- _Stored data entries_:

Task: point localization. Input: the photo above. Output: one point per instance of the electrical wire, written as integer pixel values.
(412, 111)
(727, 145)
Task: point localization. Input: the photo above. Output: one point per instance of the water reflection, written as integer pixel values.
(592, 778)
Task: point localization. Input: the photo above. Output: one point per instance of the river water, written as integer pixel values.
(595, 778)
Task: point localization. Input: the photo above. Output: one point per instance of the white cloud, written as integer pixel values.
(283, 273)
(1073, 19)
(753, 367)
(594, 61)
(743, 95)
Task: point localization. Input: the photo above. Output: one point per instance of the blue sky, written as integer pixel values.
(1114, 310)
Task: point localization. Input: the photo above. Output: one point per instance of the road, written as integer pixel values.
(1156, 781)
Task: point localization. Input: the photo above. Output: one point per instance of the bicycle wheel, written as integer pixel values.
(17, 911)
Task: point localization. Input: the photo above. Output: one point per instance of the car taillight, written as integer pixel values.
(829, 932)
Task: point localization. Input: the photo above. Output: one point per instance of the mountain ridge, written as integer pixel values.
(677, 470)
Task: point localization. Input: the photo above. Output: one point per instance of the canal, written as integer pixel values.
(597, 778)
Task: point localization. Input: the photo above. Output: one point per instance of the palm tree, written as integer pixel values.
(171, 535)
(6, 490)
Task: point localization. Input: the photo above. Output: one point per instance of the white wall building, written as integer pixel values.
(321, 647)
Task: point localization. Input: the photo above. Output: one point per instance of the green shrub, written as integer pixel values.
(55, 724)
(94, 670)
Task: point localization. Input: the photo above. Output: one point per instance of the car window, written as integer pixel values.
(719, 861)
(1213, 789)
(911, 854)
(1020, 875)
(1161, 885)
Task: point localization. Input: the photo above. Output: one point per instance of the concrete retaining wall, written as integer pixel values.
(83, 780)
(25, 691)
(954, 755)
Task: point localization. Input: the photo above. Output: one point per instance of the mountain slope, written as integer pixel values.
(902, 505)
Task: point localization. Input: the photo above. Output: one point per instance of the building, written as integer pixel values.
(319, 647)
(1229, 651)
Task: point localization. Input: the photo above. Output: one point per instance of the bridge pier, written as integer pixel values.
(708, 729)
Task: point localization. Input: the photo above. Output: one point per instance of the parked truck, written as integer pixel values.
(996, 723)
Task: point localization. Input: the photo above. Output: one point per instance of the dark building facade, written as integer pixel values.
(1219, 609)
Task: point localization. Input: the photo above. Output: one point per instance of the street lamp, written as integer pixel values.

- _TASK STATEMENT_:
All of the data above should be reproduced exactly, with nothing left out.

- _WRITTEN RESPONSE_:
Task: point localization. Input: the photo above. Output: one point per instance of the electrical wire, written as integer pixel values.
(412, 111)
(727, 145)
Task: point localization. Input: the photo above. Output: one point per instance of the water reflection, written as integer pixel values.
(592, 778)
Task: point localization. Input: the photo above. Output: one point per instance of the river water, written as integer pixel values.
(595, 778)
Task: point localization. Input: the photo above. Output: one point per instance of the white cloud, written as integer pixel values.
(283, 273)
(1073, 19)
(753, 367)
(594, 61)
(743, 95)
Task: point localization. Input: the photo above. Output: one point per instance of the blue sky, written as integer pixel values.
(1114, 310)
Task: point localization. Input: the photo above. Output: one point per instance of the road, written as integer pixel values.
(1156, 781)
Task: point localization. Input: the photo above. Output: one point per instance of the bicycle wheel, written as integer pixel values.
(17, 911)
Task: point localization. Input: the photo above. Output: one point per instance of the car taillight, written as integer pixel values.
(829, 932)
Task: point localization. Input: the photo above. Output: one point per instance of the mountain ridge, written as integer pixel values.
(677, 470)
Task: point localization. Input: the photo above. Output: one point per instance of the canal, written as integer pixel values.
(597, 778)
Task: point localization. Input: the photo above. Output: one point per instance of the palm tree, written as integer pixel values.
(171, 535)
(6, 490)
Task: point localization. Input: the photo above. Output: one point per instance of the white wall building, written as integer pixel values.
(321, 647)
Task: point localization. Input: the photo above. Output: one point per instance of the green shrub, written as integer pixel values.
(55, 724)
(94, 670)
Task: point localization. Input: the photo above. Output: one point per instance of the car window, written as integer pixel values.
(719, 861)
(1213, 789)
(911, 854)
(1020, 875)
(1161, 885)
Task: point localization. Input: the photo above. Output: one point per instance of the concrete retaining wall, written as integer pixel values.
(83, 780)
(25, 691)
(954, 755)
Task: point localization. Input: the photo above. Output: one point per instance of the mountain slope, written as integer pixel values.
(902, 505)
Task: point localization. Input: the photo above. Output: one point per instance of the building, written as integer pixel values.
(319, 647)
(1229, 651)
Task: point localization. Input: the photo above. Output: one point per instance of the bridge pier, written as integer pixel values.
(708, 729)
Task: point localization. Input: the photo above. Output: one point per instance of the parked truck, written as integer pixel values.
(996, 723)
Task: point localization. Input: the photo above. Output: one point per instance of the dark building facade, written as integer pixel values.
(1219, 609)
Task: point localization. Input: the photo above. Output: one point per instance of the street lamp, written as integer pixel values.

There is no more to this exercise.